_TEXT PASSAGE_.
Former England rugby player Luther Burrell says he wants to influence the next generation of players to speak out against racism

Former England centre Luther Burrell hopes by speaking about his experiences of racism in rugby he will empower the next generation of players to do the same.

Burrell won 15 caps for England between 2014 and 2016, and played for Premiership clubs including Leeds, Sale, Northampton and Newcastle.

He told the Mail on Sunday that racism is “rife” in the sport and he has received comments about bananas, fried chicken, and slavery.

He also said that “racial banter” has become “normalised” in the dressing room and among team-mates.

“It’s not banter,” the 32-year-old told Sky Sports.

“Let’s have the craic about how poor I played at the weekend. Or something about my hair. But when you are chucking slavery into a banter comment it’s a bit farfetched.

“I look back and I’m disappointed I didn’t feel the courage or strength to speak about it. But that’s the nature of the beast. I’m talking about it now as I hope 15-year-old or 17-year-old Luthers are sitting in the changing room feeling they can be confident to say something. But more importantly let’s try and eradicate it so these young players wouldn’t have to say anything.”

Burrell, who has played for Newcastle since September 2020, says racism is “widespread” at all levels of rugby. “This isn’t about me or trying to get sympathy – I have had so much adversity in my life.

“I’m trying to make a change for the better, for the game. It’s our game, I love rugby and I want to make a change. I don’t want this in the game. I want it eradicated.

“I’ve been blown away [with the reaction]. I’ve had the executives and president of the RFU messaging me and I had a phone call with them. And we’re going to have a coffee and they will show me what they’re up to. And I’ll let them know how they can make a difference.”

Object point labels
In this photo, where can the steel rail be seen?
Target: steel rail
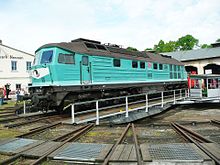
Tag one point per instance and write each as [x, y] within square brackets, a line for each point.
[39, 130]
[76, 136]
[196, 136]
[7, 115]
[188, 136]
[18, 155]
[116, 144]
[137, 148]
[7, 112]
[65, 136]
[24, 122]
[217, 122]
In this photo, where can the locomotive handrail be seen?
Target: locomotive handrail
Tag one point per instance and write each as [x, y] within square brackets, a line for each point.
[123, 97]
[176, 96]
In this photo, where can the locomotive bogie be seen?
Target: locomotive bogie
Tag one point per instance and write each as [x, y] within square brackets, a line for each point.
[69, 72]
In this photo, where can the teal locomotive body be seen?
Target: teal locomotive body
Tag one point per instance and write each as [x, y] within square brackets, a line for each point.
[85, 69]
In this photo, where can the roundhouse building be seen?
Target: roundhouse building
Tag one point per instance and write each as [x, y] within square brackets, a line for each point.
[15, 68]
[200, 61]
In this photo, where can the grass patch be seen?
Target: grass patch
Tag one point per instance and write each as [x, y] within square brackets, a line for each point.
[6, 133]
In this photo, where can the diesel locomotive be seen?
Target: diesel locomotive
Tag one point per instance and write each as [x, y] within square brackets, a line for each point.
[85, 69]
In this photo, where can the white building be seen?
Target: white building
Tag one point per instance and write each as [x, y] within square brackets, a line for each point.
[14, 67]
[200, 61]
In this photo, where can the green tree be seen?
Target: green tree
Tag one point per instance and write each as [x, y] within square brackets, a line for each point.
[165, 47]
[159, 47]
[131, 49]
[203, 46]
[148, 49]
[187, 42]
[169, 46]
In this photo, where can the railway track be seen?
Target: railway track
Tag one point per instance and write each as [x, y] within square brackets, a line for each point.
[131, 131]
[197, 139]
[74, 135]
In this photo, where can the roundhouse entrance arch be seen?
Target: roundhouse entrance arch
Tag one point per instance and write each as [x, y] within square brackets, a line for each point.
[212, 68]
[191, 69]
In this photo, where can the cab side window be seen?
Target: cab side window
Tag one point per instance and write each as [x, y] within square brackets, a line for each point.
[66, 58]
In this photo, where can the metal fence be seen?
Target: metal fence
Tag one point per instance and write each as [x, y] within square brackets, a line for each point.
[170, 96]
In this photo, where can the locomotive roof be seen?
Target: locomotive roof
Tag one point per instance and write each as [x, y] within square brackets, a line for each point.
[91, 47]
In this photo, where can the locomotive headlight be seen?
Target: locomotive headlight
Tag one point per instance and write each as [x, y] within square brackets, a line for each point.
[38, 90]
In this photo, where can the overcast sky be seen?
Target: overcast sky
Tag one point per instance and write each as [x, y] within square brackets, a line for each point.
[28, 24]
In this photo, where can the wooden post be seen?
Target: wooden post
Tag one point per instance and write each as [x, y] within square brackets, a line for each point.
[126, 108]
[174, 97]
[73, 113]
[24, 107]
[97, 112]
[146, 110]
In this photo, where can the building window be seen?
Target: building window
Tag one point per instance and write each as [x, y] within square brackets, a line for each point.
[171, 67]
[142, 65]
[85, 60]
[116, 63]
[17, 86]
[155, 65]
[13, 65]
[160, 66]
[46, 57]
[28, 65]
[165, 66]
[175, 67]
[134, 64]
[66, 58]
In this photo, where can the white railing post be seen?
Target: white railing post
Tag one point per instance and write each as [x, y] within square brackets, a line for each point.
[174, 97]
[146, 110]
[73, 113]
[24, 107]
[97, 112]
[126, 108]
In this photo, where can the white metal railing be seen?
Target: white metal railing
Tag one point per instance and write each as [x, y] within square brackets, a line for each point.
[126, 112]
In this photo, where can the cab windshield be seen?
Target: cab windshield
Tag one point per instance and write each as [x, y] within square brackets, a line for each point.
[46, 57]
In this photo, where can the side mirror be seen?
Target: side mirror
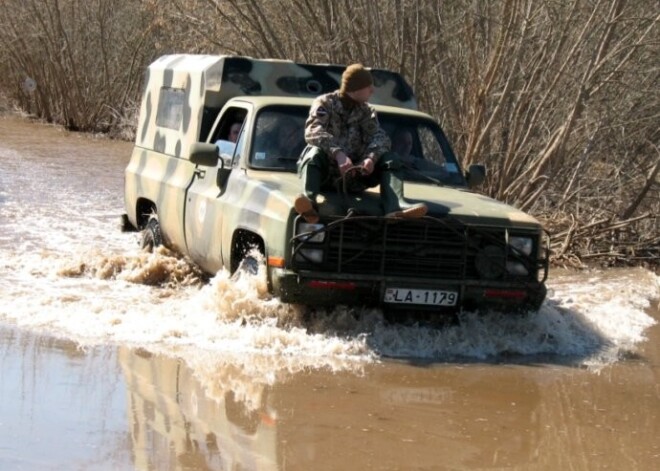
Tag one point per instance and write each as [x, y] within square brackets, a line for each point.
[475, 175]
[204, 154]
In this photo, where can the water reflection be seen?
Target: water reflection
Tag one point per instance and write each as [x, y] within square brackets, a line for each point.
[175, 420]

_WRITTEN TASK A_.
In the article about Luther Burrell, how many caps did he win for England?
_WRITTEN TASK B_.
Pick up the article about Luther Burrell after its final sentence and keep writing it.
The rows play no part in this work.

_RIGHT ANSWER A_.
15 caps, between 2014 and 2016.

_RIGHT ANSWER B_.
In his interview with the Mail recounting his experiences, Burrell said: “Things get said in jest without any thought.

“Every week, every fortnight. Comments about bananas when you’re making a smoothie in the morning. Comments about fried chicken when you’re out for dinner.

“I’ve heard things that you wouldn’t expect to hear 20 years ago. We had a hot day at training and I told one of the lads to put on their factor 50. Someone came back and said: ‘You don’t need it, Luth, put your carrot oil on.’

“Then another lad jumps in and says: ‘No, no, no, he’ll need it for where his shackles were as a slave’. Excuse my language but, what the f***? Where does that come from? Some players shake their head and others laugh along with it.”

He says he made the decision to speak out after consulting his family, friends and colleagues.

“The first thing I needed to ask myself was whether I wanted to do this, what the reasons are for it and why and where we could go with it. It took me over six months to get to this point. And it was back and forth chats with Nik [Simon – Daily Mail journalist].

“I used Nik at that point as I’ve worked with him before and I felt a sense of trust with him. I spoke to my father, my friends, my colleagues, my peers to see if anyone had the same sort of experience. My dad told me about his stuff but the most reassuring thing was some of my peers were telling me to speak up about this. Even speaking to my friends who play amateur level and they’ve had similar experiences. It is about now moving forward and changing that.

“I’m not with my partner anymore but over the years she has experienced a lot with me. So, I used to go home and tell her certain things and she’d be gobsmacked. And she’d tell me ‘why are you not doing anything about it?’ – but it’s not as easy as that. If it was that easy, I’m sure the majority of people that have suffered would be doing the exactly the same.”

Bill Sweeney, chief executive of the RFU, says he has spoken to Burrell and offered an apology in a statement.

“We are disturbed that this has been Luther’s experience and we applaud him for speaking out, racism in any walk of life is not acceptable. I have had a conversation with Luther to see if we can learn from his experience and possibly work with him as an advocate of change.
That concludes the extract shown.